Texto extraído ->
= = =

Lição do acaso

*Aldo Gomes

Se houver uma explicação eu penso nisso depois. Agora eu quero aproveitar essa onda vistosamente fácil e fértil de inspiração que me veio de repente, sem qualquer sinalização. Aliás, este é o xis da questão, pois não foi tanto assim, sem mais nem menos, além do fato ter me levado a escrever quase instantaneamente, quando não tinha a mínima pretensão e sem arredar um milímetro aproveitei esse espaço reservado ao almoço, ao ver que não dava pra resistir. 

E, pasmem, o fato gerador é este: _ da minha mesa de expediente burocrático até o pequeno cesto de lixo são cerca de três metros de distância. Por duas vezes consecutivas, em um gesto frequente e automático de trabalho de escritório, por motivo de comodidade arremessei um papel amassado de rascunho em forma esférica e, para desestressar dos rigores momentâneos das formalidades inevitáveis do ofício, pensei em exercitar, ali, sem que ninguém percebesse, um pouco de “bola ao cesto”. Afinal, quando alguém adentrasse ao recinto eu já teria satisfeito a intuição e estaria me sentindo melhor. No paralelo instintivo eu achava que aquilo iria me proporcionar algo de confortante, que me faltava na ocasião, naqueles breves minutos. Não sei se isso ocorre com vós outros, mas às vezes sou instado de forma irresistível a relacionar fatos vagos, comuns ou fenômenos a similaridades da vida real. Coisas simples como esta, da bola ao cesto, aparentemente sem significado nem conteúdo perceptível, porém indicativa de que pode oferecer algo que faça sentido, uma ideia com alguma mensagem ou sugestão que valha a pena.

Mas voltando ao momento da consideração do cesto de coleta de lixo, pois foi ali que me surgiram relampejos de conjecturas e insinuações, foram duas tentativas de acertar a bolinha de papel no pequeno aro. Na primeira não acertei, levantei-me bruscamente da cadeira, como se tivesse cometido uma falha inconcebível e, mesmo não tendo quem observasse, juntei o objeto, decidi que deveria acertar, pois o caso passara a ser uma importante questão de satisfação pessoal e o lancei resignado e desta vez o alvo foi atingido.

= = =

Dados fornecidos ->
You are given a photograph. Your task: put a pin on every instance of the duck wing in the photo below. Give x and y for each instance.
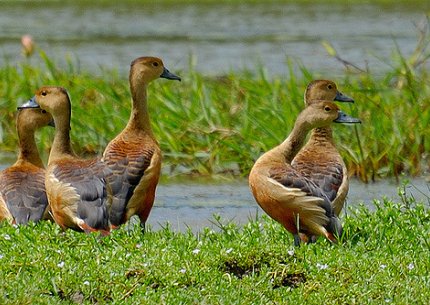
(85, 178)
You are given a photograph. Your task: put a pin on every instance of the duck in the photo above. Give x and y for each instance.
(134, 155)
(22, 185)
(75, 187)
(286, 195)
(319, 159)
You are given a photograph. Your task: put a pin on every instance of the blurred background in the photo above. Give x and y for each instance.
(215, 36)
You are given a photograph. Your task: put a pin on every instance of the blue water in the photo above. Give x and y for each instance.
(218, 37)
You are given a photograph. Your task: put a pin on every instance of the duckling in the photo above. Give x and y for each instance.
(75, 187)
(134, 155)
(22, 186)
(284, 193)
(319, 160)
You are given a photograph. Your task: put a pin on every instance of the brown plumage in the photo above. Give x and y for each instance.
(22, 186)
(134, 155)
(75, 187)
(319, 160)
(284, 193)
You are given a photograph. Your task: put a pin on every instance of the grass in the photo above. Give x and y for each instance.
(220, 125)
(383, 258)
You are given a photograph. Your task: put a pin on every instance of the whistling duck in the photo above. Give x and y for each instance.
(284, 193)
(319, 159)
(22, 186)
(134, 155)
(75, 187)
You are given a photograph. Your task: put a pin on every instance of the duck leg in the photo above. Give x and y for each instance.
(297, 240)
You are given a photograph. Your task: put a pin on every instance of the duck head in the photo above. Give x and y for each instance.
(146, 69)
(322, 114)
(326, 90)
(54, 100)
(33, 118)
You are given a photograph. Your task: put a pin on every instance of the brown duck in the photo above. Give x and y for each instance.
(284, 193)
(22, 186)
(319, 160)
(75, 187)
(134, 155)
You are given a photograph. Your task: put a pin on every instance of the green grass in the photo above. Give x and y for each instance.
(384, 257)
(220, 125)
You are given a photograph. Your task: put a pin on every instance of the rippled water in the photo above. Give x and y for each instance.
(220, 36)
(193, 205)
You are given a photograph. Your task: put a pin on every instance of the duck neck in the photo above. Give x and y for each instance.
(321, 135)
(139, 118)
(292, 145)
(61, 146)
(28, 149)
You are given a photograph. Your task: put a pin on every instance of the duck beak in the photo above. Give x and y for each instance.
(340, 97)
(344, 118)
(31, 103)
(169, 75)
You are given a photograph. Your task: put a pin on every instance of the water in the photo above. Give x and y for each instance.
(192, 206)
(221, 37)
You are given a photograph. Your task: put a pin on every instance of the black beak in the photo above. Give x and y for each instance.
(31, 103)
(344, 118)
(340, 97)
(169, 75)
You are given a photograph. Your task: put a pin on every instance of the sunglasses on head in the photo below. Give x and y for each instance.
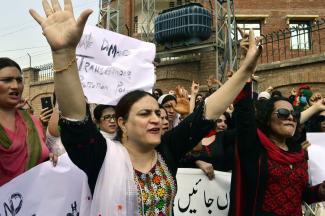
(285, 113)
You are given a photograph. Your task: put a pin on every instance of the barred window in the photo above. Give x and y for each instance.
(300, 35)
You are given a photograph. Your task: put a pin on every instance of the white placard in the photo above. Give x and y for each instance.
(316, 153)
(197, 195)
(112, 64)
(46, 190)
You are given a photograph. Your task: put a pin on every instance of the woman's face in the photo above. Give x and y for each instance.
(143, 126)
(164, 121)
(221, 123)
(322, 124)
(281, 125)
(11, 87)
(169, 106)
(107, 121)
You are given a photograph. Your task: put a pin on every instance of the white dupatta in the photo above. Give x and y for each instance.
(115, 192)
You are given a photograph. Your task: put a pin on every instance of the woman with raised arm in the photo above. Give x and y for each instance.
(22, 141)
(136, 174)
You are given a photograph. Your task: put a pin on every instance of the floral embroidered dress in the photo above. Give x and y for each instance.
(157, 190)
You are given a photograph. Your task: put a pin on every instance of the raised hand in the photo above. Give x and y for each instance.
(59, 26)
(211, 81)
(207, 168)
(195, 88)
(45, 116)
(320, 104)
(183, 104)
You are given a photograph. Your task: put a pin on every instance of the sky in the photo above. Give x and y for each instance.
(20, 34)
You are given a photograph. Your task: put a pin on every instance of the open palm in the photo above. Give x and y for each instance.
(60, 28)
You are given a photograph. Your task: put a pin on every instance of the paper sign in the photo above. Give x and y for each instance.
(316, 153)
(197, 195)
(111, 65)
(47, 190)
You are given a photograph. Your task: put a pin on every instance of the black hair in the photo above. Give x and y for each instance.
(7, 62)
(98, 111)
(276, 93)
(124, 106)
(159, 93)
(263, 117)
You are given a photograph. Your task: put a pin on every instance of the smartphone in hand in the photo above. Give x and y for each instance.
(46, 103)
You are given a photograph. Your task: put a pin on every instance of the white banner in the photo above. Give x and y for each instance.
(46, 190)
(197, 195)
(316, 153)
(111, 64)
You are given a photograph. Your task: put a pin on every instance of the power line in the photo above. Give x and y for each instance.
(33, 24)
(26, 48)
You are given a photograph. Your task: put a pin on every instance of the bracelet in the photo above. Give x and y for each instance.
(65, 68)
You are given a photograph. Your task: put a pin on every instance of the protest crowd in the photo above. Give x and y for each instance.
(131, 151)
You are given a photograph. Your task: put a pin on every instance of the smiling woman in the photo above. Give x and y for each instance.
(270, 171)
(136, 174)
(21, 135)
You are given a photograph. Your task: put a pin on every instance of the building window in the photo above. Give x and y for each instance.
(136, 24)
(247, 25)
(300, 35)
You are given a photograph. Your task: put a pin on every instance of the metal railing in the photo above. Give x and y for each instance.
(43, 73)
(294, 42)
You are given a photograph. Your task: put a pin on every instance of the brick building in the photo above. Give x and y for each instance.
(293, 37)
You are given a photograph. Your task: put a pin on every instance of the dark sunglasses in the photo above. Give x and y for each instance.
(221, 120)
(285, 113)
(109, 117)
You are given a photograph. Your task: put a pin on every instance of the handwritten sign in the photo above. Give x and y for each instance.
(197, 195)
(47, 190)
(111, 65)
(316, 154)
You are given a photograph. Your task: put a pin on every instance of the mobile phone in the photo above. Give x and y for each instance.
(46, 103)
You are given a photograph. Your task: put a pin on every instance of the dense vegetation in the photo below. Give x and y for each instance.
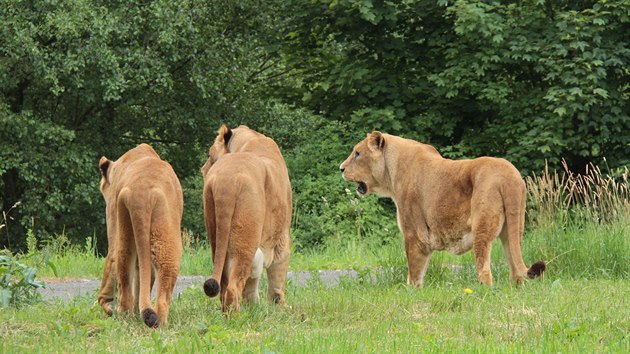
(532, 81)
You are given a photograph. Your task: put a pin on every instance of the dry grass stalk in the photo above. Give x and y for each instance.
(556, 197)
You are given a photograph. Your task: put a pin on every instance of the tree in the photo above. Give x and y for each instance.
(82, 78)
(527, 80)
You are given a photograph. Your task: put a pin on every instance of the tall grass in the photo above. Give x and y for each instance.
(580, 223)
(564, 197)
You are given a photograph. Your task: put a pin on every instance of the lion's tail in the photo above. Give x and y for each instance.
(224, 209)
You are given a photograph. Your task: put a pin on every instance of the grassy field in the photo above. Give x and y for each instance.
(547, 315)
(581, 305)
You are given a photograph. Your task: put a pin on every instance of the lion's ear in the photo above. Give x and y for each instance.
(104, 165)
(225, 134)
(376, 141)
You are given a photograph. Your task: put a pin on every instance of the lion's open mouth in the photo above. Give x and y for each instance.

= = =

Pedido 1 -> Liste, na ordem em que aparecem, os verbos na primeira pessoa do singular do pretérito perfeito que estão na frase do texto extraído iniciada por "Na primeira não acertei".
Pedido 2 -> Transcreva do texto extraído o trecho que começa em "Se houver uma" e vai até "dava pra resistir.", incluindo essas palavras.

Resposta 1 -> acertei, levantei-me, juntei, decidi, lancei

Resposta 2 ->
Se houver uma explicação eu penso nisso depois. Agora eu quero aproveitar essa onda vistosamente fácil e fértil de inspiração que me veio de repente, sem qualquer sinalização. Aliás, este é o xis da questão, pois não foi tanto assim, sem mais nem menos, além do fato ter me levado a escrever quase instantaneamente, quando não tinha a mínima pretensão e sem arredar um milímetro aproveitei esse espaço reservado ao almoço, ao ver que não dava pra resistir.